◆ Exercise objective: The answer should be a single number, the count of lines in this material that contain "tower".

◆ Source data:
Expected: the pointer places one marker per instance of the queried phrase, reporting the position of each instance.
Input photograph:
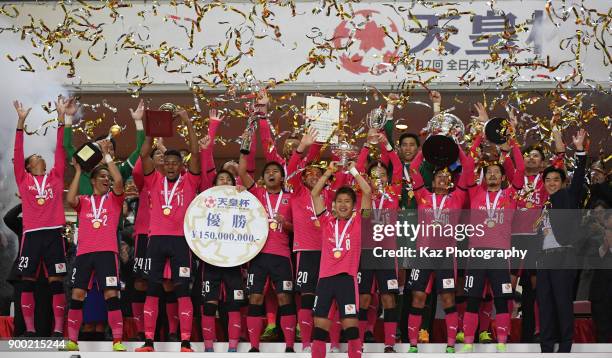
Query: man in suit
(557, 261)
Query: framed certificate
(324, 114)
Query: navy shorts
(343, 289)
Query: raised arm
(577, 183)
(207, 163)
(362, 158)
(317, 199)
(415, 173)
(18, 156)
(126, 167)
(466, 179)
(69, 110)
(518, 177)
(145, 156)
(72, 198)
(112, 168)
(194, 161)
(396, 163)
(366, 190)
(245, 178)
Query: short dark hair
(376, 163)
(154, 151)
(499, 165)
(27, 161)
(552, 169)
(348, 191)
(112, 140)
(276, 164)
(410, 135)
(537, 148)
(173, 152)
(223, 171)
(97, 170)
(310, 165)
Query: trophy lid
(440, 150)
(496, 130)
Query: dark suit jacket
(565, 218)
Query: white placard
(225, 227)
(324, 114)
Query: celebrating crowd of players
(319, 284)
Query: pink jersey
(43, 204)
(529, 206)
(450, 212)
(167, 218)
(348, 260)
(306, 233)
(531, 198)
(278, 239)
(99, 234)
(498, 236)
(143, 215)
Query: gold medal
(273, 225)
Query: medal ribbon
(491, 210)
(340, 239)
(438, 212)
(40, 188)
(272, 214)
(97, 211)
(168, 198)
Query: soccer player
(97, 250)
(43, 219)
(306, 233)
(492, 207)
(531, 201)
(439, 207)
(171, 194)
(274, 260)
(386, 195)
(141, 238)
(340, 253)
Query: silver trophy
(345, 151)
(376, 119)
(446, 124)
(445, 130)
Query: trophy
(496, 130)
(89, 155)
(345, 151)
(247, 136)
(445, 131)
(159, 123)
(376, 119)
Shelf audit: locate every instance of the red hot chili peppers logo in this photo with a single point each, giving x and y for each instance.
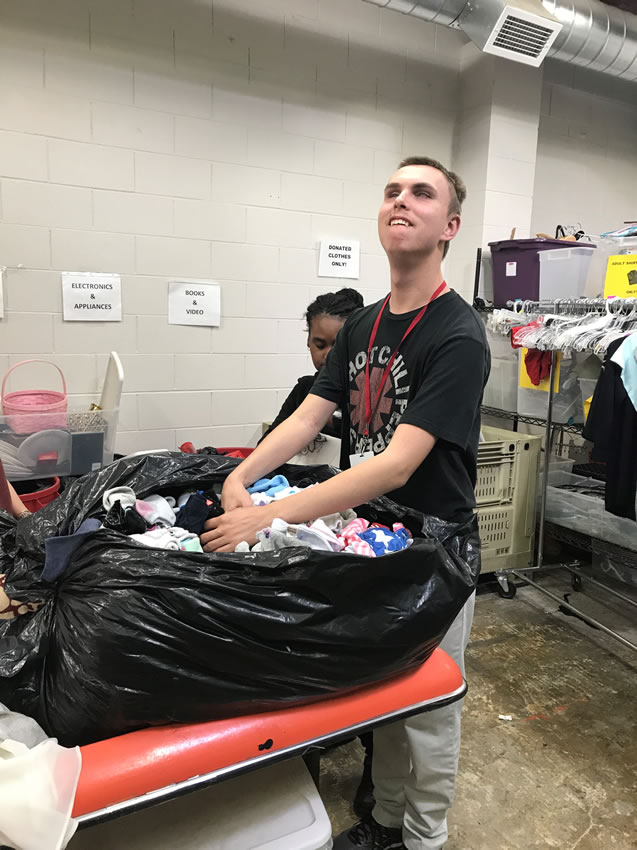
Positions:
(386, 410)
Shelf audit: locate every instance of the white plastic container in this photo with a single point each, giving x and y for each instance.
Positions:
(563, 272)
(272, 808)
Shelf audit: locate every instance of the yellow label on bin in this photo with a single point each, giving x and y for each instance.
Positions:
(621, 276)
(525, 381)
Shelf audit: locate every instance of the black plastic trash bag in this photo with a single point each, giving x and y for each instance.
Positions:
(131, 636)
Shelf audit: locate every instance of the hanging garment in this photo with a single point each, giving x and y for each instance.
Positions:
(538, 365)
(612, 428)
(626, 358)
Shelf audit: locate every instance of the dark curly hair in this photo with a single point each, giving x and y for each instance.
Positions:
(339, 304)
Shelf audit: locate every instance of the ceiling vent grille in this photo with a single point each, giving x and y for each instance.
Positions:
(523, 31)
(522, 36)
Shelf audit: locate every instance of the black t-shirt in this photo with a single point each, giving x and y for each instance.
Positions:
(436, 383)
(296, 397)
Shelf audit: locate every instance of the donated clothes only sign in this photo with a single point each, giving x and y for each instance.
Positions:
(91, 297)
(339, 258)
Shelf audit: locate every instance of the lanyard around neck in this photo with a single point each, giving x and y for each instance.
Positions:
(369, 411)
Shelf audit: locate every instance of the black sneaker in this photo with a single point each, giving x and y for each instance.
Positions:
(364, 801)
(369, 835)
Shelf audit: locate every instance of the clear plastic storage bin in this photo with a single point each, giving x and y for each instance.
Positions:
(82, 442)
(274, 808)
(563, 272)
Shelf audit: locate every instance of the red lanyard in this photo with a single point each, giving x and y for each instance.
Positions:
(368, 400)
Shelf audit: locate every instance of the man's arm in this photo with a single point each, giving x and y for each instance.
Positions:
(284, 442)
(381, 474)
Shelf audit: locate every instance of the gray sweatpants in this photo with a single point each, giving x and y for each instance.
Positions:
(416, 760)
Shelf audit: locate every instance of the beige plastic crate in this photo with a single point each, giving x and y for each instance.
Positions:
(506, 498)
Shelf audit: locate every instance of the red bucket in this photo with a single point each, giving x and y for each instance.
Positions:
(28, 411)
(37, 499)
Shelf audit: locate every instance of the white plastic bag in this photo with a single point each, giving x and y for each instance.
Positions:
(37, 786)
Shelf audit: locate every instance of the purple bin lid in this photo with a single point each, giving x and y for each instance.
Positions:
(535, 244)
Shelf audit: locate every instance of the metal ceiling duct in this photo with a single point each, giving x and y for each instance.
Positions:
(593, 35)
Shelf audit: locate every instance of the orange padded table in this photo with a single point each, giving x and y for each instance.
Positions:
(132, 771)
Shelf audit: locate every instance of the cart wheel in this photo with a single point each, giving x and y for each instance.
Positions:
(507, 592)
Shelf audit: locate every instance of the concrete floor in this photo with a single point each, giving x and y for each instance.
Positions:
(563, 772)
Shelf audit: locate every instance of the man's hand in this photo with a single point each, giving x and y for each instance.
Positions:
(234, 495)
(223, 533)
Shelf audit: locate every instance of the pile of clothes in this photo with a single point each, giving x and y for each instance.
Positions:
(162, 522)
(339, 532)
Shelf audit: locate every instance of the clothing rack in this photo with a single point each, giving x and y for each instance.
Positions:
(572, 306)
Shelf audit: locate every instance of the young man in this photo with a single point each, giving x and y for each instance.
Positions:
(408, 374)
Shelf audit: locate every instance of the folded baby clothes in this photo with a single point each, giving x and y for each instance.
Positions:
(156, 510)
(353, 542)
(382, 540)
(193, 514)
(124, 495)
(174, 539)
(181, 501)
(269, 486)
(337, 522)
(264, 498)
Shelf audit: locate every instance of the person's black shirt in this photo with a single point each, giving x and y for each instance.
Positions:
(436, 383)
(298, 394)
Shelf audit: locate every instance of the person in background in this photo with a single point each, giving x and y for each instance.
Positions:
(325, 317)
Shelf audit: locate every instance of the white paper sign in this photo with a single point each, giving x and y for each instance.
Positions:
(339, 258)
(91, 297)
(194, 303)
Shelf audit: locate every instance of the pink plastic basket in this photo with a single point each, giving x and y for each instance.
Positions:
(28, 411)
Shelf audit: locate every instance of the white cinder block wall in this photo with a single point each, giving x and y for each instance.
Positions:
(586, 167)
(204, 139)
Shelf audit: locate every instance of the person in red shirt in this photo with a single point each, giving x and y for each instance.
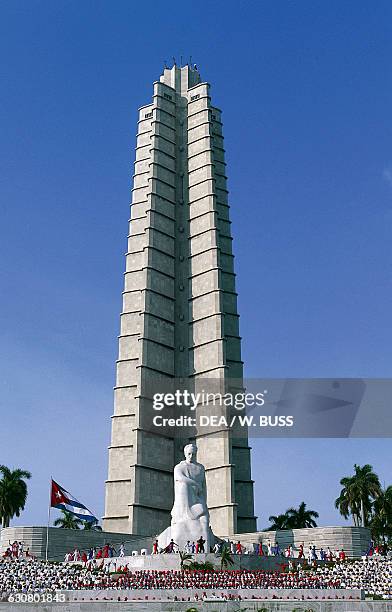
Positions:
(342, 555)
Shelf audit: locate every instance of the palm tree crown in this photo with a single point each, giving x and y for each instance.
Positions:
(13, 493)
(301, 518)
(358, 493)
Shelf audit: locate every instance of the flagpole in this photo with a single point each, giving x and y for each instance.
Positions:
(47, 526)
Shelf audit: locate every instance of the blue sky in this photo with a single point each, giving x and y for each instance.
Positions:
(305, 90)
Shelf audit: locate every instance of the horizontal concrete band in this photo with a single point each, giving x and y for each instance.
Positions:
(203, 606)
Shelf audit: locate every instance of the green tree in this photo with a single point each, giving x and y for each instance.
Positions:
(13, 493)
(277, 522)
(67, 521)
(301, 518)
(91, 526)
(358, 494)
(381, 522)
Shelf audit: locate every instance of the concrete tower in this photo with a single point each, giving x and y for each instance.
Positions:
(179, 318)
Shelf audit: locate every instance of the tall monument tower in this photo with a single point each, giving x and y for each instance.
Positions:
(179, 318)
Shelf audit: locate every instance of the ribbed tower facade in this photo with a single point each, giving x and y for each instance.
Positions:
(179, 318)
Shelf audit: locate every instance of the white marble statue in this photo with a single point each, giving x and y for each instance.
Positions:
(190, 517)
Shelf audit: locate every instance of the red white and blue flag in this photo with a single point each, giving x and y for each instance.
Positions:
(63, 500)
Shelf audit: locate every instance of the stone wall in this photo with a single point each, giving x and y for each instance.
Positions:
(210, 606)
(62, 541)
(354, 540)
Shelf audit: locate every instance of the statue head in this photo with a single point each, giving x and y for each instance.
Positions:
(190, 451)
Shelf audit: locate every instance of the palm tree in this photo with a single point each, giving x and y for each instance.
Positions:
(67, 521)
(184, 556)
(381, 523)
(358, 493)
(225, 557)
(346, 503)
(278, 522)
(301, 518)
(13, 493)
(91, 526)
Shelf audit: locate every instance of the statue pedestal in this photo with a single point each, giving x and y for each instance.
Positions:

◆ Reply to the exercise: 3